* Problem to work on *
Please return the full listing. Every line must match exactly.

* Available data *

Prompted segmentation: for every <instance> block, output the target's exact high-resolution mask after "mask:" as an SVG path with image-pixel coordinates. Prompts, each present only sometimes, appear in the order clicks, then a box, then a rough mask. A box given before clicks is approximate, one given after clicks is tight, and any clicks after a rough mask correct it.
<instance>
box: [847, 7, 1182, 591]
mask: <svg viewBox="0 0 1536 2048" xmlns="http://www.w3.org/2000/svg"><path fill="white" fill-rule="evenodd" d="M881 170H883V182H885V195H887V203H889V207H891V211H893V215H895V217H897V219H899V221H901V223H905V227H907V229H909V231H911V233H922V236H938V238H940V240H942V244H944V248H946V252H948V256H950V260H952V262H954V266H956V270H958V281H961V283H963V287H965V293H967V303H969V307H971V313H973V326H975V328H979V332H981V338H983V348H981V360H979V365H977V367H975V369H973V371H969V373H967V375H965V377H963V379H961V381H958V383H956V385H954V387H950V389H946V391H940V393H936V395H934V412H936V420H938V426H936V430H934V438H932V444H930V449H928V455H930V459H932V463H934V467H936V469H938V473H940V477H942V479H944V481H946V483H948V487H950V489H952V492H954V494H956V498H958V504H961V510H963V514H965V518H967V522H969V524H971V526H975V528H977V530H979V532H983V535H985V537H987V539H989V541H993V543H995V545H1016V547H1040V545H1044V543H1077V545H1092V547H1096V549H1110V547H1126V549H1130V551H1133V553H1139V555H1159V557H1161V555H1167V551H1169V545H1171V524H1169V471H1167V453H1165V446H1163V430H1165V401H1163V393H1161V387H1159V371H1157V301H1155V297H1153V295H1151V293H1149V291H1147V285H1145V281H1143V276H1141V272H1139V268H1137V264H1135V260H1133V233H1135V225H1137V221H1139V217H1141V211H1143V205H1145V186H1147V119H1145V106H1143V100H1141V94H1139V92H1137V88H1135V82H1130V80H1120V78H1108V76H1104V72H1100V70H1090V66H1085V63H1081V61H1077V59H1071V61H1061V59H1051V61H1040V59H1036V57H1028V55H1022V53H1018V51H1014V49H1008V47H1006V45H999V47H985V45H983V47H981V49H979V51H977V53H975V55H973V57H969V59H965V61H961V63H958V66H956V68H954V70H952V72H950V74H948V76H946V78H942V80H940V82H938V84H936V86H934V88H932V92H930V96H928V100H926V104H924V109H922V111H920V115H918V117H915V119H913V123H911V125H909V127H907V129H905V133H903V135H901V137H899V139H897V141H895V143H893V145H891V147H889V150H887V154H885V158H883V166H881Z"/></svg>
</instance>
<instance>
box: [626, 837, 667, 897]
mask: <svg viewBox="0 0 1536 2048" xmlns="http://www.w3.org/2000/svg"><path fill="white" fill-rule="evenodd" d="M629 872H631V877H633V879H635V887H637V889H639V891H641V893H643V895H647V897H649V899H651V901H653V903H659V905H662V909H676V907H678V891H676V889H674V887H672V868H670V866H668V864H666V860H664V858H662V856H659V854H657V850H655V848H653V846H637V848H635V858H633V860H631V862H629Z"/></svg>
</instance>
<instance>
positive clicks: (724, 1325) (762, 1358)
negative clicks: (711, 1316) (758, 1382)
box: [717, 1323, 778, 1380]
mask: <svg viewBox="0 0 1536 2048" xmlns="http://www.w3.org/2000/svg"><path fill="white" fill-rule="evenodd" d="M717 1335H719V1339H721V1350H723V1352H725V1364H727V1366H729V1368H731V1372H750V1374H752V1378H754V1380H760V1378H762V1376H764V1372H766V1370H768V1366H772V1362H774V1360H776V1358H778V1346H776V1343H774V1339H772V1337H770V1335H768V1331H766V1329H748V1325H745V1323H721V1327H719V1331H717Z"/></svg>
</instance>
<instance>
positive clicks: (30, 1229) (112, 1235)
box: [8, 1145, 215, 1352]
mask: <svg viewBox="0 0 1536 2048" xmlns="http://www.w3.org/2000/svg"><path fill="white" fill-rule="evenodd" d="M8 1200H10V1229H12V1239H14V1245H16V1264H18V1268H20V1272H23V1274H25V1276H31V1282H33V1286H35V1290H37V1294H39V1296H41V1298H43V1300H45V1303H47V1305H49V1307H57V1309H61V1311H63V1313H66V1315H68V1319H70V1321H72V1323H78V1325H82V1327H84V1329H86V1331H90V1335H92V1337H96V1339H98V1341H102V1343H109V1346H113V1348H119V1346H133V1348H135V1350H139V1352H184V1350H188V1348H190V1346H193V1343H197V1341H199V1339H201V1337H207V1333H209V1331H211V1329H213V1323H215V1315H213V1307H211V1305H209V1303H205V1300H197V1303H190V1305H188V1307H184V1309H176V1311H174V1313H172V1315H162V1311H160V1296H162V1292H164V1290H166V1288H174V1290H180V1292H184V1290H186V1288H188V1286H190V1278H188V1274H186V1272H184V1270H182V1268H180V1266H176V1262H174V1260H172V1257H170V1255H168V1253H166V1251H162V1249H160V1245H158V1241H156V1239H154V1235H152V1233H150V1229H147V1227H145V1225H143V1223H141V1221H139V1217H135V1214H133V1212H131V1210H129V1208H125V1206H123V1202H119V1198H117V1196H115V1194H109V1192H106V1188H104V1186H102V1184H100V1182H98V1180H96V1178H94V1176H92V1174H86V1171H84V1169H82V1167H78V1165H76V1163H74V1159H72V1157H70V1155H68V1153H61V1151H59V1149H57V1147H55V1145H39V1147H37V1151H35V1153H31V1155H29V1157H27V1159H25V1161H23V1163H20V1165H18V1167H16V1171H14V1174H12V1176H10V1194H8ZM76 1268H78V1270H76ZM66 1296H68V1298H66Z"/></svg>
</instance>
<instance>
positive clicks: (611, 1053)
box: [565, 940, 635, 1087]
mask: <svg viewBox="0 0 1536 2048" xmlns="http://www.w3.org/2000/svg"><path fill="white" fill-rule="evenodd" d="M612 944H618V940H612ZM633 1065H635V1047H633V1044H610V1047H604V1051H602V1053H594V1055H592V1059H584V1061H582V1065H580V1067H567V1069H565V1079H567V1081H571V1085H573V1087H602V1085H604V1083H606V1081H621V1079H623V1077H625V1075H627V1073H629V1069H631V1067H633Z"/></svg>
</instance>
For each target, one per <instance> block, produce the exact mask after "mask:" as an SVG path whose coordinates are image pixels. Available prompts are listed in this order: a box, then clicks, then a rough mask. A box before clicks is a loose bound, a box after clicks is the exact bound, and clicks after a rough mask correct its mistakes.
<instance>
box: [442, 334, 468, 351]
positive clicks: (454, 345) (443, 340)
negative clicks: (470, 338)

* Response to the task *
Prompted segmentation: for every <instance> block, output the target's exact high-resolution mask after "mask:" as an SVG path with image-pixel coordinates. Prompts, each present only sometimes, appear in the order clicks, then a box, then a rough mask. A box given before clicks is approximate, one given after clicks is tight, and any clicks after a rough mask correct it.
<instance>
box: [847, 7, 1182, 591]
mask: <svg viewBox="0 0 1536 2048" xmlns="http://www.w3.org/2000/svg"><path fill="white" fill-rule="evenodd" d="M881 170H883V182H885V195H887V203H889V207H891V211H893V215H895V217H897V219H899V221H901V223H905V227H907V229H909V231H911V233H922V236H938V238H940V240H942V244H944V248H946V252H948V256H950V260H952V262H954V266H956V270H958V281H961V283H963V287H965V293H967V303H969V307H971V313H973V326H975V328H979V332H981V338H983V348H981V360H979V365H977V367H975V369H973V371H969V373H967V375H965V377H963V379H961V381H958V383H956V385H954V387H950V389H946V391H940V393H936V395H934V412H936V420H938V426H936V430H934V438H932V444H930V449H928V455H930V459H932V463H934V467H936V469H938V473H940V477H942V479H944V481H946V483H948V487H950V489H952V492H954V494H956V498H958V504H961V510H963V514H965V518H967V522H969V524H971V526H975V528H977V530H979V532H983V535H985V537H987V539H989V541H993V543H995V545H1016V547H1040V545H1044V543H1077V545H1092V547H1096V549H1110V547H1126V549H1130V551H1133V553H1139V555H1159V557H1161V555H1167V551H1169V545H1171V524H1169V471H1167V453H1165V446H1163V430H1165V401H1163V393H1161V387H1159V371H1157V301H1155V297H1153V295H1151V293H1149V291H1147V285H1145V281H1143V276H1141V272H1139V268H1137V264H1135V260H1133V233H1135V225H1137V221H1139V217H1141V211H1143V205H1145V186H1147V119H1145V106H1143V100H1141V94H1139V92H1137V88H1135V82H1130V80H1120V78H1108V76H1104V72H1100V70H1090V66H1085V63H1081V61H1077V59H1071V61H1061V59H1051V61H1040V59H1036V57H1028V55H1022V53H1018V51H1014V49H1008V47H1006V45H999V47H985V45H983V47H981V49H979V51H977V53H975V55H973V57H969V59H965V61H961V63H958V66H956V68H954V70H952V72H950V74H948V76H946V78H942V80H940V82H938V84H936V86H934V88H932V92H930V96H928V100H926V104H924V109H922V111H920V115H918V117H915V119H913V123H911V125H909V127H907V129H905V133H903V135H901V137H899V139H897V141H895V143H893V145H891V147H889V150H887V154H885V158H883V166H881Z"/></svg>
</instance>
<instance>
box: [626, 837, 667, 897]
mask: <svg viewBox="0 0 1536 2048" xmlns="http://www.w3.org/2000/svg"><path fill="white" fill-rule="evenodd" d="M629 872H631V877H633V879H635V887H637V889H639V891H641V893H643V895H647V897H649V899H651V901H653V903H659V905H662V909H676V907H678V891H676V889H674V887H672V868H670V866H668V864H666V860H664V858H662V856H659V854H657V850H655V848H653V846H637V848H635V858H633V860H631V862H629Z"/></svg>
</instance>
<instance>
positive clicks: (724, 1325) (762, 1358)
negative clicks: (711, 1316) (758, 1382)
box: [717, 1323, 778, 1380]
mask: <svg viewBox="0 0 1536 2048" xmlns="http://www.w3.org/2000/svg"><path fill="white" fill-rule="evenodd" d="M717 1335H719V1339H721V1350H723V1352H725V1364H727V1366H729V1368H731V1372H750V1374H752V1378H754V1380H760V1378H762V1376H764V1372H766V1370H768V1366H772V1362H774V1360H776V1358H778V1346H776V1343H774V1339H772V1337H770V1335H768V1331H766V1329H748V1325H745V1323H721V1327H719V1331H717Z"/></svg>
</instance>
<instance>
positive clicks: (30, 1229) (112, 1235)
box: [8, 1145, 215, 1352]
mask: <svg viewBox="0 0 1536 2048" xmlns="http://www.w3.org/2000/svg"><path fill="white" fill-rule="evenodd" d="M8 1200H10V1229H12V1239H14V1245H16V1264H18V1268H20V1272H23V1274H25V1276H31V1282H33V1286H35V1290H37V1294H39V1296H41V1298H43V1300H45V1303H47V1305H49V1307H57V1309H61V1311H63V1313H66V1315H68V1319H70V1321H72V1323H78V1325H82V1327H84V1329H86V1331H90V1335H92V1337H96V1339H98V1341H102V1343H109V1346H113V1348H119V1346H133V1348H135V1350H139V1352H184V1350H188V1348H190V1346H193V1343H197V1341H199V1339H201V1337H207V1333H209V1331H211V1329H213V1323H215V1315H213V1307H211V1305H209V1303H205V1300H197V1303H190V1305H188V1307H184V1309H176V1311H174V1313H172V1315H162V1311H160V1296H162V1292H164V1290H166V1288H174V1290H180V1292H184V1290H186V1288H188V1286H190V1278H188V1274H186V1272H184V1270H182V1268H180V1266H176V1262H174V1260H172V1257H170V1255H168V1253H166V1251H162V1249H160V1245H158V1241H156V1239H154V1235H152V1233H150V1229H147V1227H145V1225H143V1223H141V1221H139V1217H135V1214H133V1212H131V1210H129V1208H125V1206H123V1202H119V1198H117V1196H115V1194H109V1192H106V1188H104V1186H102V1184H100V1182H98V1180H96V1178H94V1176H92V1174H86V1171H84V1169H82V1167H78V1165H76V1163H74V1159H72V1157H70V1155H68V1153H61V1151H59V1149H57V1147H55V1145H39V1147H37V1151H35V1153H31V1155H29V1157H27V1159H25V1161H23V1163H20V1165H18V1167H16V1171H14V1174H12V1176H10V1194H8ZM76 1268H78V1270H76ZM66 1296H68V1298H66Z"/></svg>
</instance>
<instance>
positive clicks: (611, 1053)
box: [565, 940, 635, 1087]
mask: <svg viewBox="0 0 1536 2048" xmlns="http://www.w3.org/2000/svg"><path fill="white" fill-rule="evenodd" d="M612 944H618V940H612ZM633 1065H635V1047H633V1044H610V1047H604V1051H602V1053H594V1055H592V1059H584V1061H582V1065H580V1067H567V1069H565V1079H567V1081H571V1085H573V1087H602V1085H604V1083H606V1081H621V1079H623V1077H625V1075H627V1073H629V1069H631V1067H633Z"/></svg>
</instance>
For each target, one per <instance> block, produce the exact mask after "mask:" as an SVG path whose coordinates are image pixels. Available prompts are listed in this order: a box, then clicks, then a rough mask. A box before clicks is a loose bound, a box after clicks is the exact bound, and clicks after a rough mask correct its mistakes.
<instance>
box: [442, 334, 468, 351]
positive clicks: (454, 345) (443, 340)
negative clicks: (470, 338)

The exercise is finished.